RUMUSAN SOAL 1:
Jawab pertanyaan berikut berdasarkan teks tentang kebijakan ASO di Jawa Timur:
(a) Pada tanggal berapa tahap kedua ASO di wilayah Jatim dilakukan?
(b) Tagar apa yang sempat menjadi trending topik di Twitter?
(c) Apa pekerjaan Munandar?

TEKS BACAAN:
-----

Mohon tunggu...
Muhammad Ilham Ibrahim
Muhammad Ilham Ibrahim Mohon Tunggu... Mahasiswa - Universitas 17 Agustus 1945 Surabaya

Welcome Nerds !

Selanjutnya

Tutup

Ilmu Sosbud

Pro dan Kontra Kebijakan Analog Switch Off (ASO) di Jawa Timur

19 Desember 2022   22:20 Diperbarui: 19 Desember 2022   22:27 144
+
Laporkan Konten
Laporkan Akun
Kompasiana adalah platform blog. Konten ini menjadi tanggung jawab bloger dan tidak mewakili pandangan redaksi Kompas.

-Kemkominfo Republik Indonesia akan mulai memberlakukan kebijakan ASO (Analog Switch Off) di seluruh wilayah Indonesia dan dialihkan ke TV digital.

Kementerian Komunikasi dan Informatika (Kemkominfo) Republik Indonesia akan mulai memberlakukan kebijakan ASO (Analog Switch Off) yaitu kebijakan yang membuat siaran televisi analog di seluruh Indonesia akan dimatikan secara serentak dan dialihkan ke TV digital. Dilansir dari inigresik.com (5/9/2021), Ketua Komisi Penyiaran Daerah (KPID) Jatim, Ahmad Afif Amrullah mengatakan bahwa kebijakan ASO nantinya akan dilakukan secara bertahap mulai bulan April 2022. Pelaksanaan kebijakan ini akan dilakukan secara bertahap dan di wilayah Jatim sendiri dibagi menjadi 3 tahap, tahap pertama pada tanggal 30 April 2022, tahap kedua pada 25 Agustus 2022 dan tahap ketiga pada tanggal 02 November 2022.

Kebijakan tersebut menuai beragam pendapat dari masyarakat baik di dunia nyata maupun di media sosial. Bahkan tagar #MendingTVAnalog sempat menjadi trending topik di Twitter beberapa hari yang lalu. Banyak netizen yang mengekspresikan pendapatnya dengan cuitan-cuitan yang mereka tulis di akun Twitter mereka masing-masing

Tentu saja kebijakan ini akan menuai beragam pendapat tetapi apakah yang membuat kebijakan ini mendapat begitu banyak cuitan-cuitan hingga sempat menjadi trending topik? Saya telah merangkum beberapa pendapat dari warga Desa Tenaru, Kecamatan Driyorejo, Kabupaten Gresik, Jawa Timur terkait kebijakan Analog Switch Off ini. Munandar (50), seorang pemilik toko kelontong di daerah Tenaru, Driyorejo, Gresik berpendapat bahwa kebijakan tersebut membuat masyarakat kehilangan hiburannya. "Ya menurut saya kalau nanti semuanya bakal ditutup (siaran TV analog) ya tidak bisa nonton TV sama sekali dan harga STB bisa melonjak karena kebutuhan banyak, orang-orang rebutan. Di sini juga rata-rata masih pakai TV lama (analog) jadi kalau dimatikan masyarakat bakalan kehilangan hiburan", ujarnya.

-----

RUMUSAN SOAL 2: Tunjukkan semua baris entri yang memuat kata "orange", lalu salin tiap baris itu secara utuh.

-----

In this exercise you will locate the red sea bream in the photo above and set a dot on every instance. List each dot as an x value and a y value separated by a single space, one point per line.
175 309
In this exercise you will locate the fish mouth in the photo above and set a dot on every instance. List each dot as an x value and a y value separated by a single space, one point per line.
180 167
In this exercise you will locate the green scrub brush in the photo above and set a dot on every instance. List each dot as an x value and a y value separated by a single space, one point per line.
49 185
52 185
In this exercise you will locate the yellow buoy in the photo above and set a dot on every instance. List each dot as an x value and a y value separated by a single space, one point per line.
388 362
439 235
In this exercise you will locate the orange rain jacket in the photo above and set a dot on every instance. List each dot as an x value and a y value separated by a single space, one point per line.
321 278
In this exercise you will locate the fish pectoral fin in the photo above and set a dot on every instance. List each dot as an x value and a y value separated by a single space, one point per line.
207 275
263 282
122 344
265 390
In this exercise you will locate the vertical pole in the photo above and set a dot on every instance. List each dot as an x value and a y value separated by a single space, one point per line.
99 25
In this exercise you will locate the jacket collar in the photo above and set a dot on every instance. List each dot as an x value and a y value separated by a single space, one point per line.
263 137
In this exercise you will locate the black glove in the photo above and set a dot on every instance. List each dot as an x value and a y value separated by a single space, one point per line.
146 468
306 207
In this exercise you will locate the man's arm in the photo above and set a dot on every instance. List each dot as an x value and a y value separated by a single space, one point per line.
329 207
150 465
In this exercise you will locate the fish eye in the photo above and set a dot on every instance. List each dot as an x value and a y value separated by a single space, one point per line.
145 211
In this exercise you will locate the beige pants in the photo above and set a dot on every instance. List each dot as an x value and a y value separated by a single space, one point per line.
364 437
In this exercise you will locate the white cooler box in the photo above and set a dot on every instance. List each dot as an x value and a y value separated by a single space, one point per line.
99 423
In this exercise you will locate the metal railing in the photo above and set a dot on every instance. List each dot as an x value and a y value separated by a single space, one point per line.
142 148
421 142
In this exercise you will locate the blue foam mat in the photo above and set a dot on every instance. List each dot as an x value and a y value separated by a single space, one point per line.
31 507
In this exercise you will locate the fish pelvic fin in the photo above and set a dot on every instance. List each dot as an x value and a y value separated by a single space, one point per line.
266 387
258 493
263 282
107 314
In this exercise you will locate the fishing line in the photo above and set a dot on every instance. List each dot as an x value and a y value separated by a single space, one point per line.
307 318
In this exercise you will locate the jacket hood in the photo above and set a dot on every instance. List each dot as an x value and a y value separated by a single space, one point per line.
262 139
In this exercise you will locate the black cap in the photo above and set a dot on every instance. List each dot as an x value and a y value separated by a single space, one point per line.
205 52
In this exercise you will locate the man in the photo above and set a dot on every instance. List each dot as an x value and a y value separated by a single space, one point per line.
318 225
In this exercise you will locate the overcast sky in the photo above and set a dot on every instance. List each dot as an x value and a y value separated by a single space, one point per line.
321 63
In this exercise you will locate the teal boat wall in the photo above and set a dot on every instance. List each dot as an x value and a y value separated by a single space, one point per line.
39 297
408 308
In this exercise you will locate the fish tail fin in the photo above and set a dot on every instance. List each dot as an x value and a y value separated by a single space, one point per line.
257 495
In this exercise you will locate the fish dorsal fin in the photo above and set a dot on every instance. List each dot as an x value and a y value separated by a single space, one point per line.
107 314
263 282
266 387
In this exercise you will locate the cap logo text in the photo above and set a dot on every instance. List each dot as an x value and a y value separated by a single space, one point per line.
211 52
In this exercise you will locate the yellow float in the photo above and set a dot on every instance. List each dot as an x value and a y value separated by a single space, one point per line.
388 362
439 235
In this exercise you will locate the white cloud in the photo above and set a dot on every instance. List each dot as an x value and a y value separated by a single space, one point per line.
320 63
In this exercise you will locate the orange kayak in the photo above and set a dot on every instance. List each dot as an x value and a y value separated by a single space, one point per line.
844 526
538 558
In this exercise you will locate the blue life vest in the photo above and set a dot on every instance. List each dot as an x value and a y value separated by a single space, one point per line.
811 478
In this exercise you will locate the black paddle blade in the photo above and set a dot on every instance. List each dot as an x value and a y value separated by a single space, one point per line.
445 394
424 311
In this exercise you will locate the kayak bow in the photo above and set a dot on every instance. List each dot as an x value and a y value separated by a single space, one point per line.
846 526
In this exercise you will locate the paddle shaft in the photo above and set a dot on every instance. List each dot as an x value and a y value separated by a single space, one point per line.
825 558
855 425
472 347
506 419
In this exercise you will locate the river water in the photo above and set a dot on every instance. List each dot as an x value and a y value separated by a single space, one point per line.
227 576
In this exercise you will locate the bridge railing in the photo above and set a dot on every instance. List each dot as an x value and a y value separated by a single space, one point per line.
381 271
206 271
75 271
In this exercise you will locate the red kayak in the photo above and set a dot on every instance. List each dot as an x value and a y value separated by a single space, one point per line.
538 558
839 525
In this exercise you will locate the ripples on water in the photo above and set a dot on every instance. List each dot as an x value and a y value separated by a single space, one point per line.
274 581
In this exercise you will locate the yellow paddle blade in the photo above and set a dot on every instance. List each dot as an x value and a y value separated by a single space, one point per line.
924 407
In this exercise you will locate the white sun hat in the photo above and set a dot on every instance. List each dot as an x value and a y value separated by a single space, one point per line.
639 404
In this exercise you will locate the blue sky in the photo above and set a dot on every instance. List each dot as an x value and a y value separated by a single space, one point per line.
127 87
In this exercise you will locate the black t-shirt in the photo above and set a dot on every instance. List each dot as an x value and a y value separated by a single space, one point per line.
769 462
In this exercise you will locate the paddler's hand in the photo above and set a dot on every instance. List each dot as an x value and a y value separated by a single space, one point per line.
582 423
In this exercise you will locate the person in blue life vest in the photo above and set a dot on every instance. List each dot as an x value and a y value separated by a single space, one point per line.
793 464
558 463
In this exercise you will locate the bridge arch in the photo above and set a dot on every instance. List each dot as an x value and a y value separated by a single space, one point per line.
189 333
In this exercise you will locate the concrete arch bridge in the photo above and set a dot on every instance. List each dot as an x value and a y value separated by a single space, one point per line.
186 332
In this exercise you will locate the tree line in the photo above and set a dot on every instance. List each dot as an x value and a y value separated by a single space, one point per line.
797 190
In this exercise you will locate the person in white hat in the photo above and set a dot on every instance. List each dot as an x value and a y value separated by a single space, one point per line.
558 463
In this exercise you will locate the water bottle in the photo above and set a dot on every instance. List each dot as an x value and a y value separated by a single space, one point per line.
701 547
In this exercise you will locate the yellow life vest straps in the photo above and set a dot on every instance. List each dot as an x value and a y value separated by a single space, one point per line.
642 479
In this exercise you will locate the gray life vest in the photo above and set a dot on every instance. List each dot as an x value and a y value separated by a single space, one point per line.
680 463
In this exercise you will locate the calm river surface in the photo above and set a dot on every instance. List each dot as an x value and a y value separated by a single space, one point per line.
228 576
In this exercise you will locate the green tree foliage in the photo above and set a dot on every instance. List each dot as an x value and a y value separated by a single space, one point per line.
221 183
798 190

-----

JAWABAN TUGAS 1:
(a) 25 Agustus 2022
(b) #MendingTVAnalog
(c) Pemilik toko kelontong di daerah Tenaru, Driyorejo, Gresik

JAWABAN TUGAS 2:
In this exercise you will locate the orange rain jacket in the photo above and set a dot on every instance. List each dot as an x value and a y value separated by a single space, one point per line.
In this exercise you will locate the orange kayak in the photo above and set a dot on every instance. List each dot as an x value and a y value separated by a single space, one point per line.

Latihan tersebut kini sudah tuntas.